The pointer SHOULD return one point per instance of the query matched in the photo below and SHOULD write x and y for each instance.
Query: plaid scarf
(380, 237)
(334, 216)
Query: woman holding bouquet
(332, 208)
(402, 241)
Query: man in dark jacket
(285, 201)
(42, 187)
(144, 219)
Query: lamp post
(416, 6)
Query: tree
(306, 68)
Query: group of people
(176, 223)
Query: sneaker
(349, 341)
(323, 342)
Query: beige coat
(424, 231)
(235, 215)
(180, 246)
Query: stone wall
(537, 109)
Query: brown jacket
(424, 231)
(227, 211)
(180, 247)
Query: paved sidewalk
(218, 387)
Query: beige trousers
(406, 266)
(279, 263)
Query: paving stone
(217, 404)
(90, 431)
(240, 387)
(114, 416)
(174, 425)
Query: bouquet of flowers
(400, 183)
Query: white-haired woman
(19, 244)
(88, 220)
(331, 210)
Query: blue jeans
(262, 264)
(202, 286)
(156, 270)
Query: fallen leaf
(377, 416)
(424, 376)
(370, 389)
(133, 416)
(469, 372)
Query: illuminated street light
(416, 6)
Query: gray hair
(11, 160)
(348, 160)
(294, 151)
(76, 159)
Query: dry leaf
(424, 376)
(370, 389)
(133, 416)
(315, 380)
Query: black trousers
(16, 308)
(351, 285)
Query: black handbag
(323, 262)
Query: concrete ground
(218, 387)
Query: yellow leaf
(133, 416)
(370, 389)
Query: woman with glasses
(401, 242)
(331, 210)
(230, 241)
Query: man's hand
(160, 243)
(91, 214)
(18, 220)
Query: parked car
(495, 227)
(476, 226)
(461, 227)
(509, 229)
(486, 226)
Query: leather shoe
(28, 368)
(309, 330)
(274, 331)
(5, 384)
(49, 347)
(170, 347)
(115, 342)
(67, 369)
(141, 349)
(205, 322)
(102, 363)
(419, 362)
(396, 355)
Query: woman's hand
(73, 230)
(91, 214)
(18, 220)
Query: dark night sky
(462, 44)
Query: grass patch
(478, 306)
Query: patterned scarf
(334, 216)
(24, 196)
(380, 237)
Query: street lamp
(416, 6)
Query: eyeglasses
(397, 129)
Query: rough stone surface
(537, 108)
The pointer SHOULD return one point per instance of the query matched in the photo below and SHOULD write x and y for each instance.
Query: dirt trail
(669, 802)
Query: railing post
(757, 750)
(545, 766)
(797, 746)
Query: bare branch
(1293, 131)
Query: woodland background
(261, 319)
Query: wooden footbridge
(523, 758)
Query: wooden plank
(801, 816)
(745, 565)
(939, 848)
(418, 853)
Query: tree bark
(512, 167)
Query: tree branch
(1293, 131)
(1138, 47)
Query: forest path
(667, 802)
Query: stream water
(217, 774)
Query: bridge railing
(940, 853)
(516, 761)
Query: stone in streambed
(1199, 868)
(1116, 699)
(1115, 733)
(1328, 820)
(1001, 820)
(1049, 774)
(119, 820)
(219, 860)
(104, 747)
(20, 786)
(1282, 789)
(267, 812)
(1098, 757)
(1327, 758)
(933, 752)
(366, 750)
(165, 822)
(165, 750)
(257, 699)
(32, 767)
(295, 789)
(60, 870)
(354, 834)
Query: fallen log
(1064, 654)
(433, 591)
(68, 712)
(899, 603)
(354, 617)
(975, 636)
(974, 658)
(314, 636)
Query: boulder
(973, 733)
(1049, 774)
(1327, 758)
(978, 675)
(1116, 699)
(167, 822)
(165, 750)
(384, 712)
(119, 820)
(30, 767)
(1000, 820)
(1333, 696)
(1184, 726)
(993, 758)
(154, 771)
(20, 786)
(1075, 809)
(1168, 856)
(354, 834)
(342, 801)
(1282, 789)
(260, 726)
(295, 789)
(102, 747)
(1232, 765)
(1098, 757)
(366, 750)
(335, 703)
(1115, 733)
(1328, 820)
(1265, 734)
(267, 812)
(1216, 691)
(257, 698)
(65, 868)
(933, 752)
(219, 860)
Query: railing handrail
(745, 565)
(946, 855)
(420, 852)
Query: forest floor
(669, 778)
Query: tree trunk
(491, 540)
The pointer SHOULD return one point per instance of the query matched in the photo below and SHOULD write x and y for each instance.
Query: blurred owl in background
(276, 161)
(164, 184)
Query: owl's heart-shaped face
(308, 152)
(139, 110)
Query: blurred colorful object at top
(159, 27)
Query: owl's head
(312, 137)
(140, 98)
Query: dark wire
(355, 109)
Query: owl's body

DIRECTIVE:
Your task is to repeat the data exactly, with nothing left out.

ANSWER TO THE PROBLEM:
The pointer SHOULD return one point per instance of the query matched in the photo below and SHOULD write x and y for each instance.
Query: plaid scarf
(380, 237)
(334, 216)
Query: woman holding bouquet
(332, 208)
(402, 241)
Query: man in dark jacket
(285, 201)
(42, 187)
(144, 219)
Query: lamp post
(416, 6)
Query: tree
(306, 68)
Query: group of people
(176, 223)
Query: sneaker
(349, 341)
(323, 342)
Query: beige coat
(424, 231)
(235, 215)
(180, 246)
Query: stone wall
(537, 109)
Query: brown jacket
(424, 231)
(227, 211)
(180, 247)
Query: paved sidewalk
(218, 387)
Query: beige trousers
(406, 266)
(279, 263)
Query: paving stone
(217, 404)
(90, 431)
(240, 387)
(114, 416)
(174, 425)
Query: bouquet of flowers
(400, 183)
Query: white-haired woman
(19, 244)
(88, 220)
(331, 210)
Query: blue jeans
(262, 264)
(202, 286)
(156, 270)
Query: fallen leaf
(377, 416)
(424, 376)
(370, 389)
(133, 416)
(469, 372)
Query: illuminated street light
(416, 6)
Query: gray hair
(11, 160)
(348, 160)
(294, 151)
(76, 159)
Query: dry leaf
(424, 376)
(370, 389)
(133, 416)
(315, 380)
Query: black trousers
(16, 308)
(351, 285)
Query: black handbag
(323, 262)
Query: concrete ground
(218, 387)
Query: yellow leaf
(133, 416)
(370, 389)
Query: woman with glasses
(401, 242)
(331, 210)
(230, 241)
Query: man's hand
(160, 243)
(91, 214)
(18, 220)
Query: parked car
(495, 227)
(476, 226)
(461, 227)
(509, 229)
(486, 226)
Query: leather shoe
(28, 368)
(309, 330)
(274, 331)
(5, 384)
(49, 347)
(170, 347)
(115, 342)
(67, 369)
(141, 349)
(205, 322)
(102, 363)
(419, 362)
(396, 355)
Query: woman's hand
(73, 230)
(91, 214)
(18, 220)
Query: dark night sky
(462, 44)
Query: grass patch
(478, 306)
Query: patterned scarf
(334, 216)
(24, 196)
(380, 237)
Query: street lamp
(416, 6)
Query: eyeglasses
(397, 129)
Query: rough stone surface
(537, 108)
The pointer SHOULD return one point per instance of the query matched in the photo below and SHOULD write x and y for each instance.
Query: dirt trail
(669, 802)
Query: railing post
(757, 750)
(545, 766)
(797, 746)
Query: bare branch
(1293, 131)
Query: woodland background
(261, 319)
Query: wooden footbridge
(523, 758)
Query: wooden plank
(801, 816)
(745, 565)
(939, 848)
(418, 853)
Query: tree bark
(512, 167)
Query: tree branch
(1293, 131)
(1138, 47)
Query: forest path
(667, 802)
Query: stream water
(217, 774)
Query: bridge railing
(940, 853)
(516, 761)
Query: stone in streambed
(1199, 868)
(1116, 699)
(1115, 733)
(1328, 820)
(1001, 820)
(1049, 774)
(119, 820)
(219, 860)
(104, 747)
(20, 786)
(1282, 789)
(267, 812)
(1098, 757)
(1327, 758)
(933, 752)
(366, 750)
(165, 822)
(165, 750)
(257, 699)
(32, 767)
(295, 789)
(60, 870)
(354, 834)
Query: fallen log
(1064, 654)
(433, 591)
(68, 712)
(899, 603)
(354, 617)
(975, 636)
(974, 658)
(314, 636)
Query: boulder
(973, 733)
(1049, 774)
(1327, 758)
(978, 675)
(1116, 699)
(167, 822)
(165, 750)
(384, 712)
(119, 820)
(30, 767)
(1000, 820)
(1333, 696)
(1184, 726)
(993, 758)
(154, 771)
(20, 786)
(1075, 809)
(1168, 856)
(354, 834)
(342, 801)
(1282, 789)
(260, 726)
(295, 789)
(102, 747)
(1232, 765)
(1098, 757)
(366, 750)
(335, 703)
(1115, 733)
(1328, 820)
(1265, 734)
(267, 812)
(1216, 691)
(257, 698)
(65, 868)
(933, 752)
(219, 860)
Query: railing handrail
(745, 565)
(946, 855)
(420, 852)
Query: forest floor
(669, 778)
Query: tree trunk
(491, 540)
The pointer SHOULD return one point per instance of the query matched in the photo below and SHOULD write x and y for each instance.
Query: blurred owl in background
(276, 161)
(164, 184)
Query: owl's heart-shaped face
(308, 152)
(139, 110)
Query: blurred colorful object at top
(159, 27)
Query: owl's head
(312, 137)
(140, 98)
Query: dark wire
(355, 109)
Query: owl's body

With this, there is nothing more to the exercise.